- _Requirements_
**A)** Return each line of the records that contains the word "Target".
**B)** Continue the text on Zimbabwe as a safari destination, picking up after its final line.

[START OF Text shown]

A nation of spectacular natural beauty, friendly people and rich culture, Zimbabwe’s status as one of Africa’s leading safari destinations was dampened for years by its political instability. But now that the country is transcending its strife and returning to a state of equilibrium, it is once again emerging as a vacation highlight of the continent. Victoria Falls – known to locals as ‘The Smoke That Thunders’ – is one of the seven natural wonders of the world and the sheer power of this massive body of water plunging into the Zambezi Gorge is awe-inspiring and unforgettable. Lake Kariba, with its game-rich shores and islands, is an idyllic safari spot featuring mind-blowing sunsets; Hwange National Park is known for its huge herds of elephants; and a kayak trip down the Zambezi through the Mana Pools National Park will appeal to the intrepid traveller, providing close encounters with crocodiles, hippos and a host of other wildlife.
Victoria Falls (Zimbabwe)

[END OF Text shown]
[START OF Input for this task]

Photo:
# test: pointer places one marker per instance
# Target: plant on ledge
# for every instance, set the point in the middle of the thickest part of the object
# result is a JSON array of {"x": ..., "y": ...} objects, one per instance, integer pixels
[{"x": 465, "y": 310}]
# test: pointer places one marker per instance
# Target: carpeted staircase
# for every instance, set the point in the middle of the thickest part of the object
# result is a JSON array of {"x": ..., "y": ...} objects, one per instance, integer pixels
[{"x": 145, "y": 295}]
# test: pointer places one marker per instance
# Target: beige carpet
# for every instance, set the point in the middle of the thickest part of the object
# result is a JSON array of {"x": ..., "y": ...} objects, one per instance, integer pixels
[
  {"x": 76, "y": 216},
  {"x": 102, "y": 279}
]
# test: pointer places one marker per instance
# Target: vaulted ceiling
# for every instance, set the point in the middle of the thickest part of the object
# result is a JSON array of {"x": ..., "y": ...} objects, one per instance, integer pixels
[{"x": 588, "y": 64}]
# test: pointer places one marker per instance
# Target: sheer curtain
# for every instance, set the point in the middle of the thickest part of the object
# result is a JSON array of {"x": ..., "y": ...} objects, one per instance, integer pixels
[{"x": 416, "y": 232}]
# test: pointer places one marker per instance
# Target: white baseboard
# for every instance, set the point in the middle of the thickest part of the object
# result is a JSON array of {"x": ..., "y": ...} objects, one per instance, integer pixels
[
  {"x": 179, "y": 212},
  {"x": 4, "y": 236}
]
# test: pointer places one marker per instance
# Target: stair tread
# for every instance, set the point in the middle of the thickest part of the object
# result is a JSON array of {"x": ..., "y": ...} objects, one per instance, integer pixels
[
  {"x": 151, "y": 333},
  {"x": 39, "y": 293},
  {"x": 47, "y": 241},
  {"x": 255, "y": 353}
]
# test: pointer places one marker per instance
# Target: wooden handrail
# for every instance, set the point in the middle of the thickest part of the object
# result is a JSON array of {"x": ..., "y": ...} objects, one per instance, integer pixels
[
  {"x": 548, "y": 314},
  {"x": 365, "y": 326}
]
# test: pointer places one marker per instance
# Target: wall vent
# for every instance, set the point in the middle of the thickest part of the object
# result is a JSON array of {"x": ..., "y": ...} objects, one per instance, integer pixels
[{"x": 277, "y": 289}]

[END OF Input for this task]

- _Solved problems_
**A)**
# Target: plant on ledge
# Target: carpeted staircase
# Target: beige carpet
# Target: vaulted ceiling
# Target: sheer curtain
# Target: white baseboard
# Target: stair tread
# Target: wooden handrail
# Target: wall vent

**B)**
Days 1 - 2
Victoria Falls is one of the world’s most impressive waterfalls. It is set on the magnificent Zambezi River which creates the border between Zambia and Zimbabwe. These spectacular falls can be easily visited and viewed from the Zimbabwean side. Considered to be the world’s widest waterfalls, Victoria Falls measures 1708 metres in width. The small town of Victoria Falls, which lies adjacent to the waterfalls, serves as a great base from which to explore the attractions this area of Zimbabwe has to offer. The surrounding area provides a wide range of adrenalin-filled activities for adventure lovers. Visitors can look forward to an array of wonderful activities including: scenic flights, micro lighting, white water rafting, bungee jumping, kayaking and trips to the Chobe National Park.
Hwange National Park
Days 2 - 3
Situated in western Zimbabwe, the Hwange National Park is the country's biggest reserve, home to a profusion of wildlife, including giraffe, lion, zebra and approximately 40 000 elephants. It provides a sanctuary for all the country’s endangered species, including a population of wild dogs thought to be among the most sizeable surviving groups on the continent. The park’s magnificent terrain ranges from desert dunes, savannah lands and mopane woodlands to rocky outcrops and sparse forests. Visitors can look forward to game drives, guided walks or horse riding safaris. Other highlights include: the Bumbusi National Monument and the Nyamandhlovu Pan.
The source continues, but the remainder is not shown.